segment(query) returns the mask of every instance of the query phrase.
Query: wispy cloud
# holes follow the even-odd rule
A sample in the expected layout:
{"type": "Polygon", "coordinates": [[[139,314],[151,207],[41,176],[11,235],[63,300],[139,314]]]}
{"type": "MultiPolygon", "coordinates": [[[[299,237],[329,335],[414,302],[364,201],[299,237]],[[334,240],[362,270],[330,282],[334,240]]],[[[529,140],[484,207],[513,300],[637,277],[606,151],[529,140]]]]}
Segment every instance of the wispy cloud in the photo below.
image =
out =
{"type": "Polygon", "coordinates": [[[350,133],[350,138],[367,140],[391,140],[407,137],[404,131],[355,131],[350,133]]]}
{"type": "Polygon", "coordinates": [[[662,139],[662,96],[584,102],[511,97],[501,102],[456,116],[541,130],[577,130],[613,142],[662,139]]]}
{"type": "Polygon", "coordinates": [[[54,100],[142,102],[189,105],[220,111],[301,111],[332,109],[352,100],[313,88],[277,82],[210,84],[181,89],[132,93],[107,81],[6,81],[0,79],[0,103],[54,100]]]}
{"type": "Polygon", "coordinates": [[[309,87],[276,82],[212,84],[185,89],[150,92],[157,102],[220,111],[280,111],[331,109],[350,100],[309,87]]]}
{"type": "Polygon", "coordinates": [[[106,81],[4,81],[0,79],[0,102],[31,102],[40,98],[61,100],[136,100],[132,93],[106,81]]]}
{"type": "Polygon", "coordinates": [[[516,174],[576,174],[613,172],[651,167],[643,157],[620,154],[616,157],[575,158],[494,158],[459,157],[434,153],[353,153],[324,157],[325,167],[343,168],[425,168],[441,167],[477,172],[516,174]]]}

(SHORT EXERCISE):
Find each line in the items above that contains the word "wispy" and copy it. Case counts.

(WRITTEN ANSWER):
Query: wispy cloud
Segment every instance of the wispy cloud in the photo below.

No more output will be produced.